* begin Data shown *
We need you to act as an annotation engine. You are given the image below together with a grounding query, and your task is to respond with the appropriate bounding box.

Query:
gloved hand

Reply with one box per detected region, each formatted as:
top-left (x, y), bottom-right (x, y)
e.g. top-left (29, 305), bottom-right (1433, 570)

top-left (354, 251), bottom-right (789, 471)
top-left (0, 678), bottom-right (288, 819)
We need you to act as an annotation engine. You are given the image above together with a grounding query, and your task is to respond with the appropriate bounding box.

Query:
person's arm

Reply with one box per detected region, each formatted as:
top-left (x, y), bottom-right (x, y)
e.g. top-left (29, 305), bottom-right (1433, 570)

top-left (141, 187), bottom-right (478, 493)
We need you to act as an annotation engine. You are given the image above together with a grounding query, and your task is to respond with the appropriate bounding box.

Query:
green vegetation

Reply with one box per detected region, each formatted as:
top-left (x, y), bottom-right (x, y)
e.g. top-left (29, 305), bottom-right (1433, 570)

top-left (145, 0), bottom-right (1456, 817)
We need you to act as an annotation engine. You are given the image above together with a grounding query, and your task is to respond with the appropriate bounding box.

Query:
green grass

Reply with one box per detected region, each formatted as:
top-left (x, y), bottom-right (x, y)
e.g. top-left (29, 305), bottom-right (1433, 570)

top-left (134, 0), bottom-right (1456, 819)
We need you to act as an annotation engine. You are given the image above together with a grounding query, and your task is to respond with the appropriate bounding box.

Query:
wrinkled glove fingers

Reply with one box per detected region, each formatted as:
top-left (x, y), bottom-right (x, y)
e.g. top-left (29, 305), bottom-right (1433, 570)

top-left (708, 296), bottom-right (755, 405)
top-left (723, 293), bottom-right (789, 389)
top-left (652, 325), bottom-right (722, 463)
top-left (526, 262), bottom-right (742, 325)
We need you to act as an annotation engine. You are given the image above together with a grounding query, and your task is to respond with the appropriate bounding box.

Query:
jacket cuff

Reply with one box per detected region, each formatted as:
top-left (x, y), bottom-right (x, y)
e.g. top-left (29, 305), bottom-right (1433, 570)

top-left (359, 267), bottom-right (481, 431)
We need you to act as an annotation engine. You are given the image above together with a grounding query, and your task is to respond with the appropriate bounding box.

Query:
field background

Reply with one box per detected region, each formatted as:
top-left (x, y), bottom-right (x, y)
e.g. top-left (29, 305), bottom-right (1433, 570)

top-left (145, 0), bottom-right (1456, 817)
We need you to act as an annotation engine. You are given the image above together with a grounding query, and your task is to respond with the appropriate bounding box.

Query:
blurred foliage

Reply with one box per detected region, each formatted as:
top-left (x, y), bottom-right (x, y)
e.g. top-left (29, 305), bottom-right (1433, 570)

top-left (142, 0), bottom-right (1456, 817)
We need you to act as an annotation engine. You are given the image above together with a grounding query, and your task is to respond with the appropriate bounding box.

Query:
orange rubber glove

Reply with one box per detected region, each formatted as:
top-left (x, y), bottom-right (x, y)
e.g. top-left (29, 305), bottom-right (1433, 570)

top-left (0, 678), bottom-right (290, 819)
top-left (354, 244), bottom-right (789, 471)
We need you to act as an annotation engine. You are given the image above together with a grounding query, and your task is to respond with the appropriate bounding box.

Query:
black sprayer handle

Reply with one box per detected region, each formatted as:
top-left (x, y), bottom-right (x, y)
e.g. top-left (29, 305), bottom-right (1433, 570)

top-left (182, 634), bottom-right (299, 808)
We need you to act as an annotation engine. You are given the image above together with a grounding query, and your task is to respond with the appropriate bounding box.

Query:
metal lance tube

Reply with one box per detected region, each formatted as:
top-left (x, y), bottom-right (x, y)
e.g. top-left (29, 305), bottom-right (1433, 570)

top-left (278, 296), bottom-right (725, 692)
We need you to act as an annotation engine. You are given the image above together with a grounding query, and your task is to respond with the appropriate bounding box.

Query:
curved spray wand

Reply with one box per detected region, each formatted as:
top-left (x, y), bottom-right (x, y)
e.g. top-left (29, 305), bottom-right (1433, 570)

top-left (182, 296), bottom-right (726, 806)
* end Data shown *
* [What to work on]:
Copy every one of the records above word for word, keeping each line the same.

* [Reply]:
We need you to act as an annotation engine. You are given the image below together with a grounding query, and your task is to respond with the appropriate bounding box.

Query:
gloved hand

Reply with one box per detected region, each formatted as:
top-left (x, y), bottom-right (x, y)
e.g. top-left (29, 305), bottom-right (1433, 570)

top-left (354, 251), bottom-right (789, 471)
top-left (0, 678), bottom-right (288, 819)
We need you to act as an annotation engine. You are given the image above together with a grounding query, and your task is to respond with the appropriate bounding box.

Query:
person's arm

Reply with one box per detected region, each formatted as:
top-left (x, y), bottom-right (x, y)
e.g. top-left (29, 305), bottom-right (1433, 570)

top-left (141, 187), bottom-right (478, 493)
We need you to act as an annotation engine. You are given the image above together with a grounding query, and your task is to respond with the appropriate bounding box.

Query:
green vegetation

Reply with one box per detected region, each formatted as:
top-left (x, y), bottom-right (x, y)
e.g. top-left (29, 305), bottom-right (1433, 570)

top-left (145, 0), bottom-right (1456, 817)
We need you to act as an annotation engine. You are given the image above together with a grounding query, and your task is to respond with the appropriate bounding box.

Query:
green grass

Reply with one box per detected region, each formatted as:
top-left (x, y), bottom-right (x, y)
e.g. top-left (29, 305), bottom-right (1433, 570)

top-left (134, 0), bottom-right (1456, 819)
We need you to act as an annotation engine. You are given the image above together with a grounding query, and your task is to respond with the appropriate bounding box.

Query:
wrinkled glove fingers

Reply with one box per detected region, each formatted as:
top-left (x, y), bottom-right (x, y)
e.g. top-left (29, 305), bottom-right (1433, 570)

top-left (708, 296), bottom-right (755, 405)
top-left (723, 293), bottom-right (789, 389)
top-left (652, 325), bottom-right (722, 463)
top-left (526, 262), bottom-right (742, 325)
We need you to act as an annotation engine. You are given the image above together with a grounding query, and your task is to respond with the appropriate bounding box.

Query:
jacket cuff

Reply with one box per detected region, each formatted as:
top-left (x, y), bottom-right (x, y)
e.g. top-left (29, 305), bottom-right (1433, 570)

top-left (359, 267), bottom-right (481, 431)
We need you to act as an annotation engine. You are given the image above together with a grounding query, and your task is to respond with the appropriate bounding box.

Query:
field background

Reply with one box per detected region, each formatted as:
top-left (x, y), bottom-right (x, y)
e.g. top-left (29, 305), bottom-right (1433, 570)

top-left (145, 0), bottom-right (1456, 817)
We need you to act as an annotation engine. You are given the image above together with a grounding query, and your task is to respond with the appropriate bounding box.

Query:
blurred foliage

Reply with one box per detected region, each formatted as:
top-left (x, y), bottom-right (x, y)
e.g. top-left (29, 305), bottom-right (1433, 570)

top-left (142, 0), bottom-right (1456, 817)
We need you to act as an annotation engine. You are given the image above together with a grounding query, and your task is to respond with the appropriate bounding box.

Query:
orange rubber glove

Reply with one box per detected region, each formatted as:
top-left (x, y), bottom-right (x, y)
e.g. top-left (29, 305), bottom-right (1433, 570)

top-left (0, 678), bottom-right (290, 819)
top-left (354, 244), bottom-right (789, 471)
We need you to act as an annotation engine. You are given the image above together with a grounding query, and your task is to respond with the appropriate bounding box.

Query:
black sprayer handle

Reply with one box per detected region, each formatted as:
top-left (x, y), bottom-right (x, y)
e.g. top-left (29, 305), bottom-right (1433, 570)

top-left (182, 634), bottom-right (299, 808)
We need you to act as an annotation engine. You are given the image above together with a grounding query, and your task is to respond with the appropriate bounding box.

Query:
metal lance tube

Reply with one box per detected region, each formatted as:
top-left (x, y), bottom-right (x, y)
e.g. top-left (29, 305), bottom-right (1433, 570)

top-left (278, 296), bottom-right (725, 692)
We need you to act as an annotation engine. You are given the image above together with a grounding query, and your task is to respond with the appropriate bounding box.

Query:
curved spray wand

Reply with one box per detected region, each formatted as:
top-left (x, y), bottom-right (x, y)
e.g. top-left (29, 305), bottom-right (1433, 570)

top-left (182, 296), bottom-right (726, 806)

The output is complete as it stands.